Brano del testo ::
↓

Se sono sogni ricorrenti ancora di più.
E non che voglia sentirmi Giuseppe il Re dei sogni per una sera, mi accontenterei di essere una che ogni tanto capisce quello che vuole dire, pretesa troppo grande?
Oggi mi sono data un senso, una roba che ho trovato da me, niente di rivelatore, un senso percepito a caso in quei momenti in cui a rigirarsi i pollici sembrerebbe quasi di stare impiegando bene il tempo.
Ora, trovato questo mezzo senso, dovrei anche trovare il modo di spiegarmi.

La bellezza di poter indugiare nell’opportunità che il domani riserva di trovare il Posto per se, il Senso giusto, è una sensazione che mai smetterò di rimpiangere e ricorderò sempre con allegrezza, ma questo è un discorso diverso, il tempo passa.
Il tempo passa. Il tempo passa. Passa. E’ passato.
La bellezza di poter indugiare e l’amarezza di averlo fatto inutilmente.
Io non sono una che si scava dentro in questi casi. Io non ho la minima voglia di capire che ho paura, e ancora meno di scoprire di cosa ho paura.
Ma a volte le paure escono fuori da sole.
Diventano un cucciolo piccolo, a volte anche più di una mano, che, indifeso, non solo ti viene affidato ma SI AFFIDA a te nella speranza che tu possa crescerlo, proteggerlo e amarlo, soprattutto. Lui ti ha scelto. Scegliersi vuol dire un sacco di cose. Quante volte ci capitano le cose? Quante volte ci capitano le persone? Scegliersi è di più.
Forse mi manca quella sensazione, sicuramente mi manca la fiducia necessaria che si trova dentro la parola scelta.
Non ho fiducia negli altri e in me. Ho perso il treno che mi avrebbe portato sulla mia strada, è avanti di molte fermate ormai.
Però è bello sognare ogni notte di sentirsi così, scelta, importante, sensata. Non so spiegarlo meglio.
Però la mattina mi sveglio. Mi sveglio ogni mattina da tutte le mattine, quando dormo.
Mi sveglio ogni mattina e dopo vent’anni mi domando ancora –Che farò?.

Selene.

Abbandonata al davanzale
aspetto un tempo senza tempo
sento come è strano che io senta,
sento come sente il sole
che ha spento la luna,
ancora,
e gira,
un giorno ancora,
tra la tramontana e il maestrale
quando finirà questo vagare?
Ti raggiungerò Selene.
Forse domani?

Domani forse mi terrai le mani?

Selene che mi oscuri quando m’ami
Selene che ancora mi chiami
Selene domani forse mi terrai le mani?

Adeline.

-Ho paura – ti ho detto, con la faccia tra le mani, quasi strozzata dalle altre mille parole che sarebbero volute uscire dopo.

↑

Estratto dati ::
↓

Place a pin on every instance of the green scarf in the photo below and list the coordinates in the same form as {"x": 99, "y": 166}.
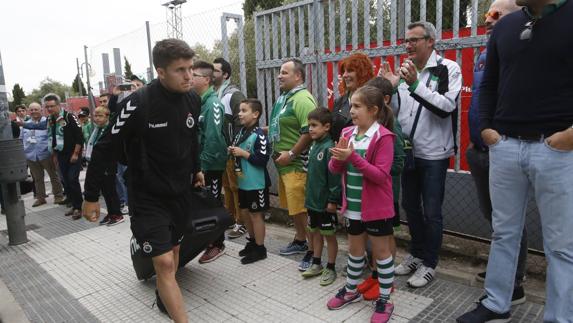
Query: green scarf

↑

Elenco attività ::
1 - Nel brano sui sogni, quale domanda si pone ancora chi scrive ogni mattina dopo vent'anni?
2 - Per favore, prosegui il brano sui sogni a partire dal punto in cui si interrompe.

Risultati delle attività ::
1 - «Che farò?»

2 -
Tu non mi hai chiesto il perché. Tu sapevi già tutto. Allora mi hai stretto soltanto le mani e ci siamo buttati sul tappeto, guardavamo il soffitto bianco e lontano come si guarda una costellazione che non si capisce. -Non pensare neanche per un istante di doverti liberare di te – mi hai detto -Tu hai un dono Adeline, questo tuo non riuscire a guardare il mondo per quello che è… beh non lasciare che la vita con le sue sconfitte te lo porti via. Lo so che tu sogni e poi rimani delusa, lo so che tu stai imparando a tue spese ad avere paura della gente, ma non smettere mai di sognare Adeline. Continua a pensare alla tua casa sulla spiaggia e alle tue parole piantate in giardino, immagina che cresceranno a lungo, robuste come querce, continua a sperare che un giorno nevicheranno soffioni e che se ti disegni un arcobaleno sui piedi potrai sempre portarti dietro la felicità… tu puoi ancora salvarti. Io vedo un tetto bianco e sono felice perché so che tu stai già contando le stelle, io mi lascio andare su questo tappeto pungente perché so che ti sembrerà di stare su di un prato, tu mi stai salvando dal mondo Adeline, tu non sei sbagliata, sei la persona migliore che conosca.-

Così abbiamo passato la notte sul tappeto. E’ stato il campeggio migliore della mia vita.
-Ti sarò sempre accanto quando ti sentirai sbranare dal mondo- mi hai sussurrato sulle labbra e mi hai baciata sul naso. -Grazie- Ti ho stretto più forte e ho ripreso a sognare che potrò sempre perdermi tra le tue braccia, che il tuo abbraccio sarà sempre della mia grandezza, che troveremo sempre un posto speciale insieme dove il mondo non è quello che raccontano, dove tutto è solo, semplicemente, come lo vedo. Sei tu l’arcobaleno che porto con me, anche se non lo sai, sei tu la felicità che talvolta mi sfugge.

Arriverai?

Vorrei gettarmi libera tra la spuma delle onde, vorrei non sentire il reflusso, non dover tornare indietro quando decido che è abbastanza.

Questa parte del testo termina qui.